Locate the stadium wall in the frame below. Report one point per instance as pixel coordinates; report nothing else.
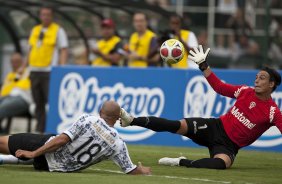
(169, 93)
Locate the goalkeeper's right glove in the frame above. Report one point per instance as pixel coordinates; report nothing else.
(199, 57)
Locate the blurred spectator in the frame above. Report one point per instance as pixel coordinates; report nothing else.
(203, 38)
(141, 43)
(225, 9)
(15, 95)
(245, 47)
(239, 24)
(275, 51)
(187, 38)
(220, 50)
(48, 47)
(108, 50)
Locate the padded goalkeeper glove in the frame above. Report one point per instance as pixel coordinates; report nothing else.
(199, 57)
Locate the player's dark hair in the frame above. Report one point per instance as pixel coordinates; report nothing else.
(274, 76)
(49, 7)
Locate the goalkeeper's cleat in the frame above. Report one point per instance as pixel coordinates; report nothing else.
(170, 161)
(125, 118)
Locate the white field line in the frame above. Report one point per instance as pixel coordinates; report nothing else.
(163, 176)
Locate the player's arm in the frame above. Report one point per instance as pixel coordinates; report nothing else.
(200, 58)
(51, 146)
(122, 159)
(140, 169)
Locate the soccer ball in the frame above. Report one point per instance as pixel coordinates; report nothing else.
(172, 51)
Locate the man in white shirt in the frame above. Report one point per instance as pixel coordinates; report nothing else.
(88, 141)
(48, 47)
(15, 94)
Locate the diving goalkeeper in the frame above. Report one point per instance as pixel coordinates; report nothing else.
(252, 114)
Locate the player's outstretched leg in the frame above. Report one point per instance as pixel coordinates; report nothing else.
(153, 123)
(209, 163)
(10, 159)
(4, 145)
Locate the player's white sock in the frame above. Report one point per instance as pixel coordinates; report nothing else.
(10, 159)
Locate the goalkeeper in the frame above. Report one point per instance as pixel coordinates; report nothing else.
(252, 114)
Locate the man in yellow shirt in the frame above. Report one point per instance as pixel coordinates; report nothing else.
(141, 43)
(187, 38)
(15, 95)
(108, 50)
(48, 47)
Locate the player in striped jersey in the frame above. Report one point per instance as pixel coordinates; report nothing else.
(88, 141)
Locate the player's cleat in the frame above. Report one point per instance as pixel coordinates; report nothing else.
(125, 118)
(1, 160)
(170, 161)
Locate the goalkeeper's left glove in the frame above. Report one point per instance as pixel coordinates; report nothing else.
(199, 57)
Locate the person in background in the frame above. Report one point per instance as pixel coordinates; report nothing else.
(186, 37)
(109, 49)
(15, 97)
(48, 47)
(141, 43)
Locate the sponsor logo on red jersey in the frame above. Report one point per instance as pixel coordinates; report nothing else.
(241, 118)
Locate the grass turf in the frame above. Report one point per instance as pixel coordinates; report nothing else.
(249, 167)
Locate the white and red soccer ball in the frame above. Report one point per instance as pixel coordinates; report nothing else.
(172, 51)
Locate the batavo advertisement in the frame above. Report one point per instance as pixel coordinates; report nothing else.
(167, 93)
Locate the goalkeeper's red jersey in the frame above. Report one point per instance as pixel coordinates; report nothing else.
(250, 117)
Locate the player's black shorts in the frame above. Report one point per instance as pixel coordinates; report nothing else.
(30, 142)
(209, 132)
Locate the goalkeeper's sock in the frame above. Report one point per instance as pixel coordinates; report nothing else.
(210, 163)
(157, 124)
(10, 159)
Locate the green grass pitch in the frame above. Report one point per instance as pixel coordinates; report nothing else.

| BRIEF |
Set down exactly what runs from the line with "Locate the player's cleat" to the last line of the data above, including both of those lines and no others.

| SOLUTION TO THIS EXERCISE |
Locate the player's cleat in the frame above. Report one point per instance as pixel coordinates; report nothing else.
(125, 118)
(1, 160)
(170, 161)
Locate the goalkeeper's left glove in the frame above. Report one point per instance as pixel coordinates; report nothing else.
(199, 57)
Locate the person in background in the frame above. Report one point per instance as pixel coordinates; report nothing else.
(186, 37)
(109, 49)
(15, 97)
(48, 47)
(141, 43)
Locate the sponsor logo on red jersey in the frame above. Report one point per instance as pixel coordinates; report nothing else.
(241, 118)
Locate the grass turf in the frame above. Report one point per instance as pixel coordinates; report nothing else.
(249, 167)
Locate the white and red soccer ball in the frame above. Report one point per instance as pixel coordinates; report nothing else.
(172, 51)
Locate the batavo advertisement in the frame above. Report one point per instance as pixel coordinates; report nothing else.
(167, 93)
Locate the goalkeeper's red jersey in the frame above. Report one point per instance as pixel coordinates; report nothing else.
(250, 117)
Locate the player's black shorts in the frame above. Report one point per instance as pixel coordinates; report nothing else.
(30, 142)
(209, 132)
Locate the goalkeeper's sock in the frame above. Report one point per instance as pixel coordinates; report nothing else.
(210, 163)
(157, 124)
(10, 159)
Locate the green grass pitch in the frame above. Report one point per instance as pixel coordinates; report nothing else.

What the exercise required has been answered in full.